## BEGIN The data
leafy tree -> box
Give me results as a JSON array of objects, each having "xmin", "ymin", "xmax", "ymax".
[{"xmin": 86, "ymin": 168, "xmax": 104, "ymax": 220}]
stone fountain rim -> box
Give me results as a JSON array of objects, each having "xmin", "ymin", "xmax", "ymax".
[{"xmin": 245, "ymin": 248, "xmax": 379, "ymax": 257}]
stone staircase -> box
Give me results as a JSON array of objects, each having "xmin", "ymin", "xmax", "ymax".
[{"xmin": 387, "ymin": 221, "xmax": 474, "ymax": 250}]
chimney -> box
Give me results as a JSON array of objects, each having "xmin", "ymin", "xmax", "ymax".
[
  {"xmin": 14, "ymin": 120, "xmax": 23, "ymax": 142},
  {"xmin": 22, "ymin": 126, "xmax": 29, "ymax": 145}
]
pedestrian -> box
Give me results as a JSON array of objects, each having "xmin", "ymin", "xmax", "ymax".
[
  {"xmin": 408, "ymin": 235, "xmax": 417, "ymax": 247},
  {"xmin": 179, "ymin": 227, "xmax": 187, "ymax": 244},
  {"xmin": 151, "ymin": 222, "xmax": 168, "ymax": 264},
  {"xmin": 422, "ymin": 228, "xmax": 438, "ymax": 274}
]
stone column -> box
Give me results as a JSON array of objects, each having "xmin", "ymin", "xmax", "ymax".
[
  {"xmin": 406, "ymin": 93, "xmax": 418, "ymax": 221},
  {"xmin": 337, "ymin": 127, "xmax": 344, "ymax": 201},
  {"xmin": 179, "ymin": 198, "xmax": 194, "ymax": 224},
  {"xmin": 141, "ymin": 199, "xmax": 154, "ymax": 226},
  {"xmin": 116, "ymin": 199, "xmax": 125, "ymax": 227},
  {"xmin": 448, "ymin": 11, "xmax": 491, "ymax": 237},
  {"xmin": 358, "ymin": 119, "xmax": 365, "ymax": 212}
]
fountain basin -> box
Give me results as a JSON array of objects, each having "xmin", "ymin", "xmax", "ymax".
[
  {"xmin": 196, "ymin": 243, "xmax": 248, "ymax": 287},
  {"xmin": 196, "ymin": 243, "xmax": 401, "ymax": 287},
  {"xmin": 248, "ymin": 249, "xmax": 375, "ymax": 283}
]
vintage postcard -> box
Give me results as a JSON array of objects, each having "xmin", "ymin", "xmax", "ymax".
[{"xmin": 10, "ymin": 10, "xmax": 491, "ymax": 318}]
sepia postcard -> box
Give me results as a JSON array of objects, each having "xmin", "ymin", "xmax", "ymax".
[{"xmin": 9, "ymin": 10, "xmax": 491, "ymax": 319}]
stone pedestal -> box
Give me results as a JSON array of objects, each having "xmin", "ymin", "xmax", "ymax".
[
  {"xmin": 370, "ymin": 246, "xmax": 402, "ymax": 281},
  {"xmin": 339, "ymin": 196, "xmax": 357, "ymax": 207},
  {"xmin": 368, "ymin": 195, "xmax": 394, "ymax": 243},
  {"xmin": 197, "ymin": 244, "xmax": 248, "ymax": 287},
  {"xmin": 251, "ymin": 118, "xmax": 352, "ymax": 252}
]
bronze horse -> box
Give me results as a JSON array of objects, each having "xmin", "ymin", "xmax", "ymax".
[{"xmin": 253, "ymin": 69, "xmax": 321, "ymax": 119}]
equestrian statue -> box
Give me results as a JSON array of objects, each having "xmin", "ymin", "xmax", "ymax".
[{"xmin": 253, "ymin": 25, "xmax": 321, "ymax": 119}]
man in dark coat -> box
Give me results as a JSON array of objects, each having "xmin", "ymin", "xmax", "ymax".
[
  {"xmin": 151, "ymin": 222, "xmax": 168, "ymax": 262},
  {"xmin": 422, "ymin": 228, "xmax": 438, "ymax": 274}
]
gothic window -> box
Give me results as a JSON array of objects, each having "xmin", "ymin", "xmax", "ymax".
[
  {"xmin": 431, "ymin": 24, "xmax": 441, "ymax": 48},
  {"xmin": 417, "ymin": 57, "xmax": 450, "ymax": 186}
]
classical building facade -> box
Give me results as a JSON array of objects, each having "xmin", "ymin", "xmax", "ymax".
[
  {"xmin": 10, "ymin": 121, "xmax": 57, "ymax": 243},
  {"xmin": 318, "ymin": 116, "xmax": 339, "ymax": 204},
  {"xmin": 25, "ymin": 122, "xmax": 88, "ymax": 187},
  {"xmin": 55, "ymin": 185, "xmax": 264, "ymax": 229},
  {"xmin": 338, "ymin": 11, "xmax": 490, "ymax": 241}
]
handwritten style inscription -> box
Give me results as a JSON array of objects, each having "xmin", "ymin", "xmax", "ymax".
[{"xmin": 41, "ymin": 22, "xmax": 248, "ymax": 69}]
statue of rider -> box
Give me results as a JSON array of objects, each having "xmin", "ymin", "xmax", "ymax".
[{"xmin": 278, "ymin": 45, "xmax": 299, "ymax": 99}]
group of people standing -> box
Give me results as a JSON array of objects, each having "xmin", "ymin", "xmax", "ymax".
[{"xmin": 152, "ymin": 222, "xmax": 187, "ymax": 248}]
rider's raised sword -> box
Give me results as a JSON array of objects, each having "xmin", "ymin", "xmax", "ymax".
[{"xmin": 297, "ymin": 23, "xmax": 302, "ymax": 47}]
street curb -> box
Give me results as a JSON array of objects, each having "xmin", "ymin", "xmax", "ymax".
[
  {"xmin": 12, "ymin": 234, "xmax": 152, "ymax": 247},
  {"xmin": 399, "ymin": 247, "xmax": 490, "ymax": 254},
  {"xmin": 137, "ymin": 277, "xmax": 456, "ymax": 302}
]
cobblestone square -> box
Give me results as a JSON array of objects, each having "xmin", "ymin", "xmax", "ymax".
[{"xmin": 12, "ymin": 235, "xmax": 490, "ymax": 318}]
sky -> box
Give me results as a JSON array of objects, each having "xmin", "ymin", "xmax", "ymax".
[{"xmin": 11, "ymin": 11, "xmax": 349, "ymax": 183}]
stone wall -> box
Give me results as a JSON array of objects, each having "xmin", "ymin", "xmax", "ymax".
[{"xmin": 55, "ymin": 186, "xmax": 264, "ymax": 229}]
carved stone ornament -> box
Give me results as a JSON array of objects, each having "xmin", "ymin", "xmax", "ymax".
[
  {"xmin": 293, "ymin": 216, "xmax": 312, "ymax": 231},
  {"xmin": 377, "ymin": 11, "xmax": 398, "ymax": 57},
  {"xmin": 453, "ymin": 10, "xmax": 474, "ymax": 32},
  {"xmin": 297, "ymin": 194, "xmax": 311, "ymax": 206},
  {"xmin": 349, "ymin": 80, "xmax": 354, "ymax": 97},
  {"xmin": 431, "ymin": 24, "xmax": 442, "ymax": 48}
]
## END The data
(Task): Rewrite all of the entries above as a JSON list of strings, one string per line, with blank lines left out.

(Result):
[
  "leafy tree -> box",
  "Give me results as a JSON array of objects, each having \"xmin\", \"ymin\", \"xmax\", \"ymax\".",
  "[{\"xmin\": 86, \"ymin\": 168, \"xmax\": 104, \"ymax\": 220}]",
  "stone fountain rim -> box",
  "Give me results as a JSON array of objects, each having \"xmin\", \"ymin\", \"xmax\", \"ymax\".",
  "[{\"xmin\": 245, \"ymin\": 248, \"xmax\": 379, \"ymax\": 257}]",
  "stone staircase -> box",
  "Give me results as a JSON array of objects, each having \"xmin\", \"ymin\", \"xmax\", \"ymax\".",
  "[{\"xmin\": 387, \"ymin\": 221, \"xmax\": 474, \"ymax\": 250}]",
  "chimney -> box",
  "Give me results as a JSON array of objects, each having \"xmin\", \"ymin\", \"xmax\", \"ymax\".",
  "[",
  "  {\"xmin\": 14, \"ymin\": 120, \"xmax\": 23, \"ymax\": 142},",
  "  {\"xmin\": 22, \"ymin\": 126, \"xmax\": 29, \"ymax\": 145}",
  "]",
  "pedestrian -> box",
  "Give me results as a JSON array of objects, each having \"xmin\", \"ymin\", \"xmax\", \"ymax\".",
  "[",
  "  {\"xmin\": 408, \"ymin\": 235, \"xmax\": 417, \"ymax\": 247},",
  "  {\"xmin\": 179, \"ymin\": 227, \"xmax\": 187, \"ymax\": 244},",
  "  {\"xmin\": 151, \"ymin\": 222, \"xmax\": 168, \"ymax\": 264},",
  "  {\"xmin\": 422, \"ymin\": 228, \"xmax\": 438, \"ymax\": 274}",
  "]",
  "stone column -> box",
  "Give me results as a JSON array of objects, each having \"xmin\", \"ymin\", \"xmax\", \"ymax\".",
  "[",
  "  {\"xmin\": 406, \"ymin\": 93, \"xmax\": 418, \"ymax\": 221},",
  "  {\"xmin\": 337, \"ymin\": 127, \"xmax\": 344, \"ymax\": 201},",
  "  {\"xmin\": 179, \"ymin\": 198, \"xmax\": 194, \"ymax\": 224},",
  "  {\"xmin\": 141, \"ymin\": 199, \"xmax\": 154, \"ymax\": 226},",
  "  {\"xmin\": 116, \"ymin\": 199, \"xmax\": 125, \"ymax\": 227},",
  "  {\"xmin\": 448, \"ymin\": 11, \"xmax\": 491, \"ymax\": 237},",
  "  {\"xmin\": 358, \"ymin\": 119, \"xmax\": 365, \"ymax\": 212}",
  "]",
  "fountain basin -> box",
  "Give me results as a JSON array of objects, each having \"xmin\", \"ymin\", \"xmax\", \"ymax\".",
  "[",
  "  {\"xmin\": 196, \"ymin\": 243, \"xmax\": 248, \"ymax\": 287},",
  "  {\"xmin\": 196, \"ymin\": 243, \"xmax\": 401, \"ymax\": 287},",
  "  {\"xmin\": 248, \"ymin\": 249, \"xmax\": 375, \"ymax\": 283}",
  "]",
  "vintage postcard -> box",
  "Give me results as a JSON array of objects, each having \"xmin\", \"ymin\", \"xmax\", \"ymax\".",
  "[{\"xmin\": 10, \"ymin\": 10, \"xmax\": 491, \"ymax\": 318}]",
  "sepia postcard -> box",
  "Give me results as a JSON array of objects, each having \"xmin\", \"ymin\", \"xmax\", \"ymax\".",
  "[{\"xmin\": 9, \"ymin\": 10, \"xmax\": 491, \"ymax\": 319}]",
  "stone pedestal -> box",
  "Give me results as a JSON array of objects, each having \"xmin\", \"ymin\", \"xmax\", \"ymax\".",
  "[",
  "  {\"xmin\": 370, \"ymin\": 246, \"xmax\": 402, \"ymax\": 281},",
  "  {\"xmin\": 339, \"ymin\": 196, \"xmax\": 357, \"ymax\": 207},",
  "  {\"xmin\": 368, \"ymin\": 195, \"xmax\": 394, \"ymax\": 243},",
  "  {\"xmin\": 197, \"ymin\": 244, \"xmax\": 248, \"ymax\": 287},",
  "  {\"xmin\": 251, \"ymin\": 118, \"xmax\": 352, \"ymax\": 252}",
  "]",
  "bronze horse -> box",
  "Give me results as a JSON array of objects, each having \"xmin\", \"ymin\", \"xmax\", \"ymax\".",
  "[{\"xmin\": 253, \"ymin\": 69, \"xmax\": 321, \"ymax\": 119}]",
  "equestrian statue -> box",
  "Give me results as a JSON array of objects, each having \"xmin\", \"ymin\", \"xmax\", \"ymax\".",
  "[{\"xmin\": 253, \"ymin\": 25, \"xmax\": 321, \"ymax\": 119}]",
  "man in dark coat -> box",
  "Give me results as a JSON array of objects, each having \"xmin\", \"ymin\", \"xmax\", \"ymax\".",
  "[",
  "  {\"xmin\": 151, \"ymin\": 222, \"xmax\": 168, \"ymax\": 262},",
  "  {\"xmin\": 422, \"ymin\": 228, \"xmax\": 438, \"ymax\": 274}",
  "]",
  "gothic window -> box",
  "Give me results as a JSON array of objects, each having \"xmin\", \"ymin\", \"xmax\", \"ymax\".",
  "[",
  "  {\"xmin\": 431, \"ymin\": 24, \"xmax\": 441, \"ymax\": 48},",
  "  {\"xmin\": 417, \"ymin\": 57, \"xmax\": 450, \"ymax\": 186}",
  "]",
  "classical building facade -> box",
  "Give me results as a JSON array of objects, each having \"xmin\", \"ymin\", \"xmax\", \"ymax\".",
  "[",
  "  {\"xmin\": 10, \"ymin\": 121, \"xmax\": 57, \"ymax\": 243},",
  "  {\"xmin\": 318, \"ymin\": 116, \"xmax\": 339, \"ymax\": 204},",
  "  {\"xmin\": 25, \"ymin\": 122, \"xmax\": 88, \"ymax\": 187},",
  "  {\"xmin\": 55, \"ymin\": 185, \"xmax\": 264, \"ymax\": 229},",
  "  {\"xmin\": 338, \"ymin\": 11, \"xmax\": 490, \"ymax\": 241}",
  "]",
  "handwritten style inscription -> box",
  "Give me results as a JSON array of objects, each having \"xmin\", \"ymin\", \"xmax\", \"ymax\".",
  "[{\"xmin\": 41, \"ymin\": 22, \"xmax\": 248, \"ymax\": 69}]",
  "statue of rider -> box",
  "Give me results as a JSON array of objects, each having \"xmin\", \"ymin\", \"xmax\", \"ymax\".",
  "[{\"xmin\": 278, \"ymin\": 45, \"xmax\": 299, \"ymax\": 99}]",
  "group of people standing -> box",
  "Give me results as a JSON array of objects, each having \"xmin\", \"ymin\", \"xmax\", \"ymax\".",
  "[{\"xmin\": 152, \"ymin\": 222, \"xmax\": 187, \"ymax\": 248}]",
  "rider's raised sword -> box",
  "Give me results as a JSON array of objects, each having \"xmin\", \"ymin\", \"xmax\", \"ymax\".",
  "[{\"xmin\": 297, \"ymin\": 23, \"xmax\": 302, \"ymax\": 47}]",
  "street curb -> box",
  "Give me results as a JSON array of objects, each having \"xmin\", \"ymin\", \"xmax\", \"ymax\".",
  "[",
  "  {\"xmin\": 12, \"ymin\": 234, \"xmax\": 152, \"ymax\": 247},",
  "  {\"xmin\": 399, \"ymin\": 247, \"xmax\": 490, \"ymax\": 254},",
  "  {\"xmin\": 137, \"ymin\": 277, \"xmax\": 456, \"ymax\": 302}",
  "]",
  "cobblestone square -> box",
  "Give me results as a JSON array of objects, each having \"xmin\", \"ymin\", \"xmax\", \"ymax\".",
  "[{\"xmin\": 12, \"ymin\": 235, \"xmax\": 490, \"ymax\": 318}]",
  "sky -> box",
  "Give me results as a JSON array of objects, each having \"xmin\", \"ymin\", \"xmax\", \"ymax\".",
  "[{\"xmin\": 11, \"ymin\": 11, \"xmax\": 349, \"ymax\": 183}]",
  "stone wall -> box",
  "Give me results as a JSON array of objects, each having \"xmin\", \"ymin\", \"xmax\", \"ymax\".",
  "[{\"xmin\": 55, \"ymin\": 186, \"xmax\": 264, \"ymax\": 229}]",
  "carved stone ornament -> box",
  "Give me results as a JSON array of objects, each having \"xmin\", \"ymin\", \"xmax\", \"ymax\".",
  "[",
  "  {\"xmin\": 293, \"ymin\": 216, \"xmax\": 312, \"ymax\": 231},",
  "  {\"xmin\": 377, \"ymin\": 11, \"xmax\": 398, \"ymax\": 57},",
  "  {\"xmin\": 453, \"ymin\": 10, \"xmax\": 474, \"ymax\": 32},",
  "  {\"xmin\": 297, \"ymin\": 194, \"xmax\": 311, \"ymax\": 206},",
  "  {\"xmin\": 349, \"ymin\": 80, \"xmax\": 354, \"ymax\": 97},",
  "  {\"xmin\": 431, \"ymin\": 24, \"xmax\": 442, \"ymax\": 48}",
  "]"
]